A few decades ago I thought about killing myself. My self esteem was so bad. If we feel like killing ourselves it’s good to remember that this type of assessment is often driven by negative self worth. We would not apply the same standards to another person.
Always remember: The body is innocent. The mammal that hosts you is totally innocent.
Unless we’re way past our pull-by date, it’s not the BODY that needs to die: It’s our mean self talk, ego attachments, fears that drive a perceived need for control, habitual and limiting aspects of our personalities, opinions and judgments about ourselves and others, and so forth. These can die and we feel happier.
When we feel like we want to die it’s usually because we are not taking good enough care of our bodies. The mammal needs love and nourishment.
Some spiritual traditions talk about dying into love. I always thought of this as a huge and ultimate thing, the final transformation. Now I’m taking a different view. Dying into love can also be simply the process of learning to release the stuff I mentioned above.
Letting go into love, as a figurative death, doesn’t have to be a highfalutin thing, some giddy state of denial, or even an ecstasy. Our moment-to-moment engagement with the process can be as simple as noticing and letting go of assuming that we are not worthy and allowing ourselves to BE, without self criticism.

________________________________________

▸ **Prompt 1**:
According to the passage on dying into love, why should a feeling of wanting to kill oneself be questioned rather than trusted? Answer in one to three sentences.
▸ **Prompt 2**:
In the passage on dying into love, what does the writer say the mammal needs?
▸ **Prompt 3**:
Continue the passage on dying into love from its final sentence, in the same gentle, first-person reflective tone.

Rows from a dataset:
________________________________________

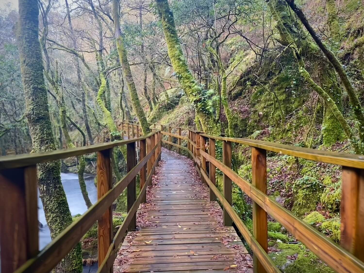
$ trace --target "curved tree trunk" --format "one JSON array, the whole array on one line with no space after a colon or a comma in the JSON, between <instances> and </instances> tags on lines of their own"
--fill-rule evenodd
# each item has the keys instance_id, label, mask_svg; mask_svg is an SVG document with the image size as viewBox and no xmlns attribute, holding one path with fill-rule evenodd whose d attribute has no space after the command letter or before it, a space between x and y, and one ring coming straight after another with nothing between
<instances>
[{"instance_id":1,"label":"curved tree trunk","mask_svg":"<svg viewBox=\"0 0 364 273\"><path fill-rule=\"evenodd\" d=\"M38 3L19 0L17 40L20 70L25 95L26 116L35 152L56 150L52 130L38 39ZM40 197L52 238L72 222L61 181L60 161L37 165ZM82 272L81 245L77 244L57 266L60 271Z\"/></svg>"},{"instance_id":2,"label":"curved tree trunk","mask_svg":"<svg viewBox=\"0 0 364 273\"><path fill-rule=\"evenodd\" d=\"M116 47L118 48L120 62L121 62L123 74L125 78L128 88L129 89L129 93L131 100L133 109L139 120L143 133L146 135L150 132L150 129L145 116L145 114L140 104L136 91L136 88L134 83L134 80L133 79L132 75L131 75L130 67L128 62L127 52L124 45L124 41L121 35L121 31L120 30L120 16L118 0L113 0L112 13L114 15Z\"/></svg>"},{"instance_id":3,"label":"curved tree trunk","mask_svg":"<svg viewBox=\"0 0 364 273\"><path fill-rule=\"evenodd\" d=\"M209 110L209 107L204 91L194 78L187 66L177 35L173 13L168 0L156 0L156 2L167 41L168 55L181 87L194 107L196 115L199 119L204 131L219 134L220 131L215 122L212 113Z\"/></svg>"}]
</instances>

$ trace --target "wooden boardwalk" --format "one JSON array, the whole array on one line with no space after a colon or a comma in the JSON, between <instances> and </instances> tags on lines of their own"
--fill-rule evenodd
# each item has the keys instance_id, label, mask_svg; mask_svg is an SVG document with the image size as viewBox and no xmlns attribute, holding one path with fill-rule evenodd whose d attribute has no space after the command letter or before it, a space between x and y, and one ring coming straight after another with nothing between
<instances>
[{"instance_id":1,"label":"wooden boardwalk","mask_svg":"<svg viewBox=\"0 0 364 273\"><path fill-rule=\"evenodd\" d=\"M192 161L164 149L114 272L251 272L251 259L222 211L208 200Z\"/></svg>"}]
</instances>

________________________________________

▸ **Task answer 1**:
The passage says that this kind of assessment is often driven by negative self-worth. We would not judge another person by the same harsh standards we apply to ourselves.

▸ **Task answer 2**:
It needs love and nourishment.

▸ **Task answer 3**:
We don’t have to release it all at once—most of us don’t die suddenly—but just as we are able to without strain, more and more. Small steps in the direction of self love create amazing transformation over time. Holding this type of death as a positive goal and practicing relaxing into it is actually comforting. It doesn’t get unnerving until we get ambitious about it and push to do it all at once, before we’re ready.
Absolute acceptance is a kind of a death, not the death of the mammal, but the unbinding of many ego and personality structures. Rigidity in these structures largely develops as defense against pain and distress, internal wounding, and real or experiential annihilation.
Paradoxically, we ourselves annihilate our own Presence to some extent whenever we are acting out these automatic defenses. In other words, when we are reactive we are not fully present. Some kind of pain is likely to be driving us.
Also paradoxically, being fully Present is being fully alive, and also a death, in that the transformation presence gradually and eventually births is so utterly monumental.
How do YOU consider death?
What would it take to make death accept it as a force within life to help you live more fully in the moment?